**Short exercise 1**
Quote the passage from the Nicole Brossard profile below that opens with the words "Brossard began her" and closes with "Some American Feminists.", word for word.

**Excerpt to read**
☆ ☆ ☆ ☆ ☆

Nicole Brossard is one of Quebec’s leading poets, novelists, and literary theorists. She is a lesbian, feminist, post-modernist, formalist whose ouevre tends to render facile such categorizations as novel, essay, or non-fiction. Says Brossard, "The experience of text, understood as crossing through writing, will be transformed by experimentation, that is, by a strategy bound to disrupt (Aerial Letter, 69.)"
Le desert mauve (1987) / Mauve Desert (trans. 1990), perhaps Brossard’s best-known work, is published, for example, as a novel but contains such unlikely or ‘disruptive’ elements as multiple books with separate paginations, a photography spread, character sketches, theatrical dialogue, footnotes, and short pages that could best be described as prose poems. L’amèr: ou le chapitre effrité (1977) is published as "fiction théorique" and a bilingual essay published in 1998, She would be the First Sentence of my Next Novel/Elle serait la premiere phrase de mon prochain roman is "auto-fiction". Brossard writes against patriarchy, linearity, and the language and textuality that she understands to colonize and silence women. She is fiercely dedicated to feminism and earnestly believes in the power of literature to evoke change.
I me it: I can’t deprive myself of it. The equilibrium needed in order to survive this non-renunciation is found in the solitary intimate act of writing – the personal of our political (‘social’ would be too nice) condition—an endless wanting to understand, which spreads out, seeking for itself, for its reading vision, the voluptuous practice of seeing further and further away forever (Brossard, Aerial Letter, 40).
Brossard began her career at the frontlines of the avant-garde poetry movement in Quebec. As well as being a prolific and influential author, Brossard has devoted much of her energies to serving as a feminist and literary activist. She was born in Montréal and studied at l’Université de Montréal and the Collège Marguerite Bourgeoys. She was the founding editor of La Barre du Jour, a formalist literary magazine intended to stimulate writing and break new ground in literary form and progressive thought. She has compiled and edited alternative anthologies (most recently, Baiser vertige: prose et poésie gaies et lesbiennes au Québec, 2006), organized literary events including readings and poetry performances, has participated in numerous literary festivals, and contributed to many academic conferences. In 1976 she co-directed the film Some American Feminists.

☆ ☆ ☆ ☆ ☆

**Provided records**
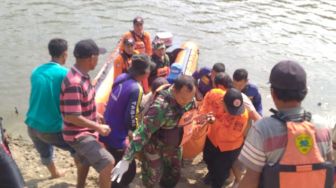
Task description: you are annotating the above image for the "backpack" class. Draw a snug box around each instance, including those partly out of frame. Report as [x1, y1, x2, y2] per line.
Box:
[259, 110, 334, 188]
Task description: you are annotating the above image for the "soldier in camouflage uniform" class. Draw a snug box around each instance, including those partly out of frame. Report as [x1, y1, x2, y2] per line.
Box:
[112, 76, 196, 187]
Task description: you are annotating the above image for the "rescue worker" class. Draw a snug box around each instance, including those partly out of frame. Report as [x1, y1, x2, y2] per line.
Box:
[203, 72, 261, 185]
[100, 54, 151, 188]
[113, 38, 138, 80]
[119, 16, 152, 56]
[200, 88, 249, 188]
[148, 40, 170, 85]
[233, 69, 262, 116]
[112, 75, 196, 187]
[239, 61, 333, 188]
[192, 63, 225, 100]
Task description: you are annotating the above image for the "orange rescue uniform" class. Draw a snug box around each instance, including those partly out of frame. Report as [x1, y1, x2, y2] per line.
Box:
[200, 88, 248, 152]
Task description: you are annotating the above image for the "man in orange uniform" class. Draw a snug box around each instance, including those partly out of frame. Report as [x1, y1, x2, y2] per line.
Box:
[201, 88, 248, 188]
[148, 40, 170, 85]
[119, 16, 152, 56]
[113, 38, 138, 80]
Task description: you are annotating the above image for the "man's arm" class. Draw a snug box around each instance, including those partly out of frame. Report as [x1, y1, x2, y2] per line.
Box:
[63, 115, 111, 136]
[145, 32, 152, 56]
[113, 54, 124, 80]
[61, 85, 111, 136]
[124, 84, 143, 130]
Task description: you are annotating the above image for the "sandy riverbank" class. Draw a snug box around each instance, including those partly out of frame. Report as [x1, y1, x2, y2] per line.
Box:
[10, 137, 211, 188]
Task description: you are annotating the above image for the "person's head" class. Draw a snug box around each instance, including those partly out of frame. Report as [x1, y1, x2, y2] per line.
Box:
[223, 88, 245, 116]
[151, 77, 169, 93]
[133, 16, 144, 35]
[215, 72, 233, 90]
[269, 60, 307, 108]
[128, 54, 153, 80]
[48, 38, 68, 65]
[167, 63, 183, 84]
[233, 69, 248, 91]
[152, 40, 166, 58]
[210, 63, 225, 83]
[74, 39, 106, 71]
[173, 75, 196, 106]
[124, 38, 135, 55]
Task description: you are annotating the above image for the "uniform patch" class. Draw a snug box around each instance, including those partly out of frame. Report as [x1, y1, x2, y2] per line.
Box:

☆ ☆ ☆ ☆ ☆

**Short exercise 2**
Find every line in the records above that has the word "orange", and copy each of those lines in full.

**Correct response 1**
Brossard began her career at the frontlines of the avant-garde poetry movement in Quebec. As well as being a prolific and influential author, Brossard has devoted much of her energies to serving as a feminist and literary activist. She was born in Montréal and studied at l’Université de Montréal and the Collège Marguerite Bourgeoys. She was the founding editor of La Barre du Jour, a formalist literary magazine intended to stimulate writing and break new ground in literary form and progressive thought. She has compiled and edited alternative anthologies (most recently, Baiser vertige: prose et poésie gaies et lesbiennes au Québec, 2006), organized literary events including readings and poetry performances, has participated in numerous literary festivals, and contributed to many academic conferences. In 1976 she co-directed the film Some American Feminists.

**Correct response 2**
Task description: you are annotating the above image for the "orange rescue uniform" class. Draw a snug box around each instance, including those partly out of frame. Report as [x1, y1, x2, y2] per line.
Task description: you are annotating the above image for the "man in orange uniform" class. Draw a snug box around each instance, including those partly out of frame. Report as [x1, y1, x2, y2] per line.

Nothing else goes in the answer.